# Tool holder/boring bar question.



## Daver (May 14, 2013)

I have an HF 12X36 that I am still learning how to use, so bear with me.

I got a QCTP and just got the T-nut machined down to fit the other night. I am trying to use some of the tooling I have from my HF-mini lathe as I can so I can buy the bigger stuff slowly as I go!

Anyway, down to the question.  The boring bar tool holder for the QCTP has a split tube in the center for holding the bar.  Can I make a thicker walled one to hold the smaller 3/8" boring bars from my 7X10? Will aluminum be ok in this application?  I was  thinking of turning it down to the diameter of the hole in the tool holder (-0.002?) and then bore it to 3/8".  then slit it down the side.  Does this sound kosher?


----------



## 8ntsane (May 14, 2013)

Aluminum may work, but I would go with a steel sleeve if it were me. You certainly could try it out, no harm done if it doesn't last. If you intend on using this sleeve over the long haul, go steel. Just my thoughts.

+ + + + + + +

#### GOAL
In the forum thread on the boring bar holder, what does 8ntsane recommend making the sleeve from if it will be used over the long haul? The material after this forum thread plays no part here.

#### SOURCE DATA
+ + + + + + +

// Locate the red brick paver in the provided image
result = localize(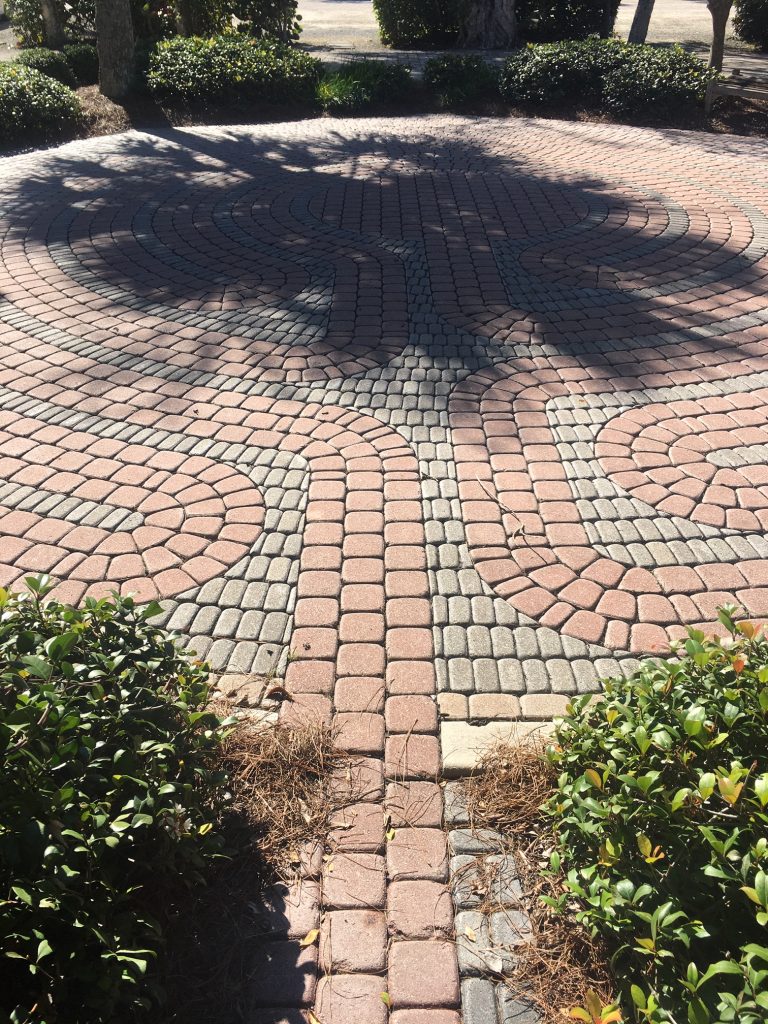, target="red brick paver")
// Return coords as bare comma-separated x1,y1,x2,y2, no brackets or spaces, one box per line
0,118,768,1024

+ + + + + + +

#### SOLUTION FOR THIS EXERCISE
Steel.